> _Task instructions_
Copy out the records below with every "polka dot" swapped for "striped", leaving all other text unchanged. Omit the pictures from your answer.

(Data records)
>> begin
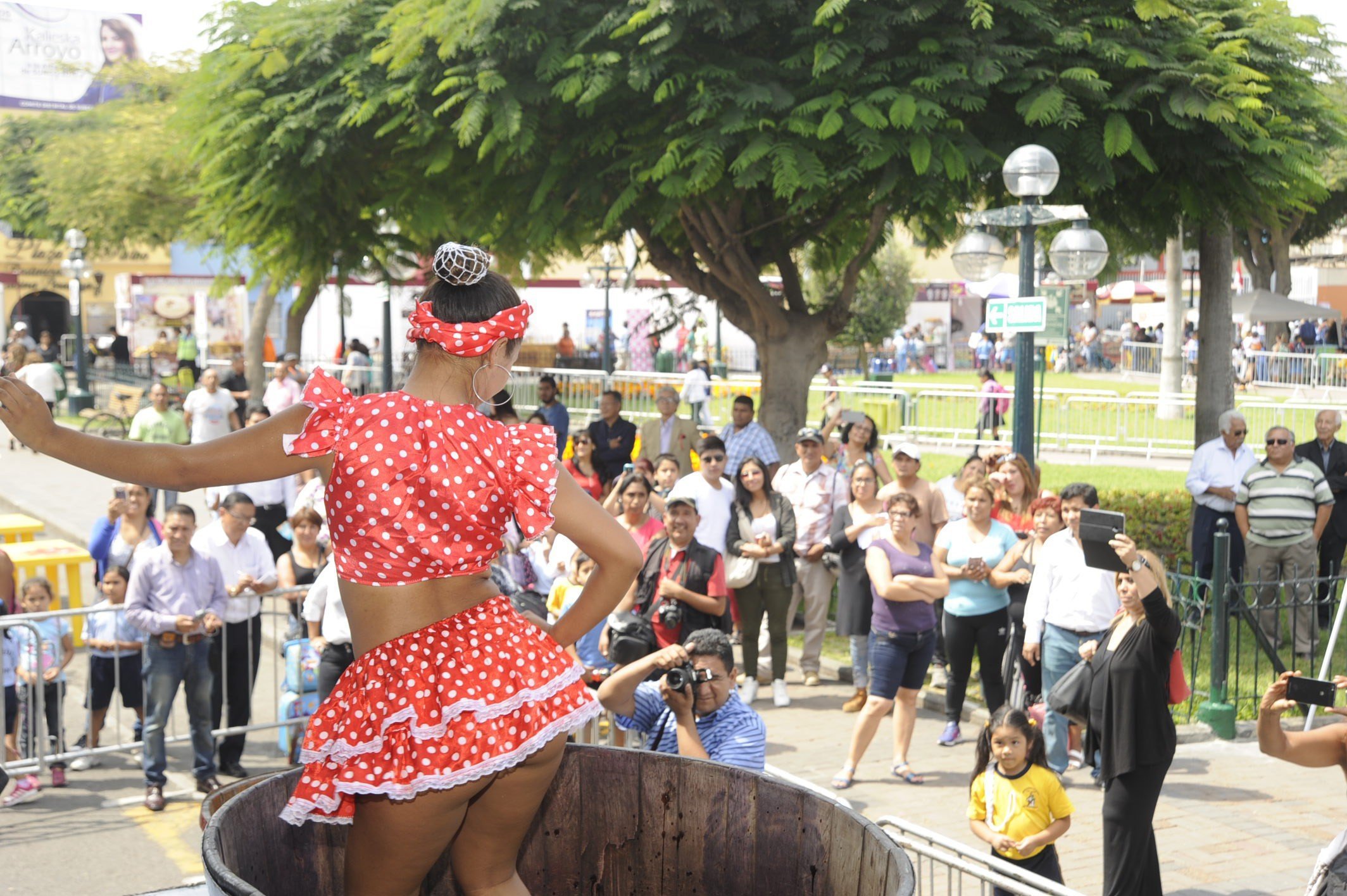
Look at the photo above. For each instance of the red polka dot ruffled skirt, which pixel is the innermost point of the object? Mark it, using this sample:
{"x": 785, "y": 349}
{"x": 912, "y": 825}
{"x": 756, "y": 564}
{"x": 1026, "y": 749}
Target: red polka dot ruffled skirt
{"x": 462, "y": 699}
>> end
> _Solved exercise_
Look at the photo above. For each instance of the red striped ruffled skirt, which pixel is the innermost point of the object? Mark it, using this sample:
{"x": 785, "y": 349}
{"x": 912, "y": 825}
{"x": 756, "y": 564}
{"x": 1026, "y": 749}
Target: red striped ruffled skirt
{"x": 462, "y": 699}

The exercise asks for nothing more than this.